#### TEXTE SOURCE

Je n'aime pas trop les premiers films de Chabrol, ceux des années 60, j'apprécie mieux ses films à partir des années 70 parce qu'il touche à des thématiques qui sont pour moi plus parlantes et sa mise en scène est plus maîtrisée. Mais j'aime assez le Beau Serge qui pourtant est son premier film, il y a quand même peu d'imperfections, seulement une mise en scène qui n'a pas encore atteint sa pleine maîtrise, et aussi un réalisme trop réducteur. Sinon, les personnages sont bien cernés, révélant 3 bons comédiens avec Brialy qui va vite devenir le nouveau jeune premier, Gérard Blain en écorché vif, et Bernadette Laffont en fille effrontée et libre, emploi qu'elle tiendra dans plusieurs autres films. Et surtout ce qui caractérise Chabrol, c'est déjà sa façon d'observer cette province de village aux moeurs très différentes de celles des Parisiens.
Mais le film va plus loin que la chronique rurale réaliste qu'on a cru y voir un temps, il montre des personnages qui s'affrontent et se heurtent, et qui sont mus par des désirs inconscients, tel celui incarné par Brialy, étudiant à Paris qui revient longtemps après dans son petit village de la Creuse et qui y fout le bordel en réalité, puisque se croyant investi d'une mission rédemptrice, il tente d'aider son ancien copain Serge, mais il ne fait que semer le désordre et la souffrance.

########
#### DONNÉES FOURNIES

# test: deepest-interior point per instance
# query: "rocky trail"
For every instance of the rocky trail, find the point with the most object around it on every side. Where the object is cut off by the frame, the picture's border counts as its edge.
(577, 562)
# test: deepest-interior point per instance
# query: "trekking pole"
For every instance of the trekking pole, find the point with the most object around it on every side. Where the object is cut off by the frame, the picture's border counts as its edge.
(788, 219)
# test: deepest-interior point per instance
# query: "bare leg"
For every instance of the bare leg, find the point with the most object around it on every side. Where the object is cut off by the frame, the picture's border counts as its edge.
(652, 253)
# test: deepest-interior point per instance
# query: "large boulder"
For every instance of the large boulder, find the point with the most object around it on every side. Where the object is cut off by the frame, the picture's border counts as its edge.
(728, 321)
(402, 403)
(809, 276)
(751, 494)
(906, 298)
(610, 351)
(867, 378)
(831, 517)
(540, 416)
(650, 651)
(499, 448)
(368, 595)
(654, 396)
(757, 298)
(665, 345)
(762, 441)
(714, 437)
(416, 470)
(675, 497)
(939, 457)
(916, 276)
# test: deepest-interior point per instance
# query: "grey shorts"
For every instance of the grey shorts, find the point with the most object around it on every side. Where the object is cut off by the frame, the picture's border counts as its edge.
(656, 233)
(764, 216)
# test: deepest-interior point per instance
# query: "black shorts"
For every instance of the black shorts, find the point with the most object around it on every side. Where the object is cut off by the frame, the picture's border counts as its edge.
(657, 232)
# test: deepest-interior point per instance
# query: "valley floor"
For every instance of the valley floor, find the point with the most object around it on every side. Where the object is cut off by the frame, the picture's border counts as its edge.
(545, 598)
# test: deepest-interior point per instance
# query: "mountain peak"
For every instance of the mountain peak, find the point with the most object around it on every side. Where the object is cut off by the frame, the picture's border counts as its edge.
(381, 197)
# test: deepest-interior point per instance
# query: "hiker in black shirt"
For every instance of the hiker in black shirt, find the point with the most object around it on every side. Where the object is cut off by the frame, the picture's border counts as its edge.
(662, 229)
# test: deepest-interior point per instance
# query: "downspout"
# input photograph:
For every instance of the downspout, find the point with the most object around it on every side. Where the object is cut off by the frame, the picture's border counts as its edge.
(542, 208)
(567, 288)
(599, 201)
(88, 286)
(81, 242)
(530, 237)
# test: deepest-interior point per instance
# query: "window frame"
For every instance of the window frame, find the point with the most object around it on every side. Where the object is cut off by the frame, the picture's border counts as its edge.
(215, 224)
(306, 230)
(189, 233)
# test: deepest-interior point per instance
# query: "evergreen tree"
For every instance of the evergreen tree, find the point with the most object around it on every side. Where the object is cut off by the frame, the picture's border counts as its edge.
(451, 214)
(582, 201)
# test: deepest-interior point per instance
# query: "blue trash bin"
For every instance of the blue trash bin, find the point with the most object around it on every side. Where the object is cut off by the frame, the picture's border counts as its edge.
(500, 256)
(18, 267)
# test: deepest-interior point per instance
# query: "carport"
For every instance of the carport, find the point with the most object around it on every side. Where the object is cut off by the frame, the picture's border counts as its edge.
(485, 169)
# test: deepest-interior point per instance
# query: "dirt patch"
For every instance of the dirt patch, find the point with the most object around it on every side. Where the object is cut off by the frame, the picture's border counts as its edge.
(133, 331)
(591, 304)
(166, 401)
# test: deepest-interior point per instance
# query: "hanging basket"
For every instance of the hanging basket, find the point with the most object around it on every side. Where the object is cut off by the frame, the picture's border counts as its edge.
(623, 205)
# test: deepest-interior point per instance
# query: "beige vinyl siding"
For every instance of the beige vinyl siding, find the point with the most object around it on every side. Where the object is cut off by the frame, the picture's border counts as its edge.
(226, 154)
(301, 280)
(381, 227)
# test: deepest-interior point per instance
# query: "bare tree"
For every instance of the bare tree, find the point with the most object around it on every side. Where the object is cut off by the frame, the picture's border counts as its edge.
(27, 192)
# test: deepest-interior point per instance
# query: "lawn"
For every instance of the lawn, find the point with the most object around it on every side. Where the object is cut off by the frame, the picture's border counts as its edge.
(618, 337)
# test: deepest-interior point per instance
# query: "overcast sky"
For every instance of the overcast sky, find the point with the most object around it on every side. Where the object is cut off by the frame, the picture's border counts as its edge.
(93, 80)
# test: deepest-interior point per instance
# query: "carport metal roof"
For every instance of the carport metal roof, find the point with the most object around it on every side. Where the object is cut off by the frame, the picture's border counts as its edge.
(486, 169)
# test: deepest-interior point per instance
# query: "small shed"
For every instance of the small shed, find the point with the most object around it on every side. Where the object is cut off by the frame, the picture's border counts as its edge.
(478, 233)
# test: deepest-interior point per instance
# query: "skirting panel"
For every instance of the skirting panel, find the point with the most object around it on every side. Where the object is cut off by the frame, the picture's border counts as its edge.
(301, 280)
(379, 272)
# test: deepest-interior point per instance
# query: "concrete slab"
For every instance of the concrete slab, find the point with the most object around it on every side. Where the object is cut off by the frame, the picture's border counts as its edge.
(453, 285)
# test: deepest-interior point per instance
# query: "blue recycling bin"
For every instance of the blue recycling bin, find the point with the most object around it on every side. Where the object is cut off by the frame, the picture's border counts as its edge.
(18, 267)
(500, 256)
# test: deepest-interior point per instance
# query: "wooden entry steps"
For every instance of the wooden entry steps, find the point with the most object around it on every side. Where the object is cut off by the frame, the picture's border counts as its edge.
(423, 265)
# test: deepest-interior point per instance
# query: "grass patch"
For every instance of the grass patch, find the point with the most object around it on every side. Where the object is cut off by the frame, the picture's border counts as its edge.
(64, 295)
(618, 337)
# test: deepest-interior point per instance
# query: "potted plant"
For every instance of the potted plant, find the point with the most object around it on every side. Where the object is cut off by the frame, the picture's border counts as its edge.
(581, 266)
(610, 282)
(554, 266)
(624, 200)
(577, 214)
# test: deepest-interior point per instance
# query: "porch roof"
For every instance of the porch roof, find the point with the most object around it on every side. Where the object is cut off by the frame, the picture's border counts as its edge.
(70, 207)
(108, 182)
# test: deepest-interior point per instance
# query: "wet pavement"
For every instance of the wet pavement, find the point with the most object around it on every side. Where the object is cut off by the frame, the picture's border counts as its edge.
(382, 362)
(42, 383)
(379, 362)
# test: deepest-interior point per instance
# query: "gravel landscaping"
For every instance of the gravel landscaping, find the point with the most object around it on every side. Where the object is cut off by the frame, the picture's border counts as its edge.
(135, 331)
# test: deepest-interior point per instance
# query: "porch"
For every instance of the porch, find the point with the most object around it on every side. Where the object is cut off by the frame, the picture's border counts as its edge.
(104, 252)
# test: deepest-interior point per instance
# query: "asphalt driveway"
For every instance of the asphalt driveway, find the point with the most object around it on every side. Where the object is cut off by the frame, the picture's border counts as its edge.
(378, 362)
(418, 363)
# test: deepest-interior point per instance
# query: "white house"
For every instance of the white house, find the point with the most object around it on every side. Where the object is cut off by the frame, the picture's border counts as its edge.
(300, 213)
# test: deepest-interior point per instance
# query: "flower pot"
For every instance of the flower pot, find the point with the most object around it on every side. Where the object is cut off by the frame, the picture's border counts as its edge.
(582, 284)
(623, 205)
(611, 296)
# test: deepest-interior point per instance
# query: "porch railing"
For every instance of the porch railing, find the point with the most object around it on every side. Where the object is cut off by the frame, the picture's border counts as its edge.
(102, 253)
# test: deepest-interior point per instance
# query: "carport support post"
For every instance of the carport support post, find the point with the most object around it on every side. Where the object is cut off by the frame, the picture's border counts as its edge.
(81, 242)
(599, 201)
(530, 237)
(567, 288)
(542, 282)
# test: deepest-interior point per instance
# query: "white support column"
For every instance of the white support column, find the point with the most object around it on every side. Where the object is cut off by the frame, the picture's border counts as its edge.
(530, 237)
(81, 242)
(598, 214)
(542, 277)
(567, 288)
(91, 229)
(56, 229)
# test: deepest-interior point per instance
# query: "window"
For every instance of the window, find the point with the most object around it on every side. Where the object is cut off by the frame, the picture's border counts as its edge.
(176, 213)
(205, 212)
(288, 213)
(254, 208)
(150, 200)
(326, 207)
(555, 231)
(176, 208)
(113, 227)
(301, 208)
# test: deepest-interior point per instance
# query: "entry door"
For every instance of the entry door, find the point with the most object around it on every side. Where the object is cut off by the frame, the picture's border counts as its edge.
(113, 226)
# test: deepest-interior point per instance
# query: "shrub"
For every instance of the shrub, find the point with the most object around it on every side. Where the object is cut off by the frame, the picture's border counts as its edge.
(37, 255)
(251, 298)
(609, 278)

########

CONSIGNE:
Relevez, s'il vous plaît, tous les comédiens que le texte source sur le Beau Serge nomme.

CORRIGÉ:
Brialy, Gérard Blain, Bernadette Laffont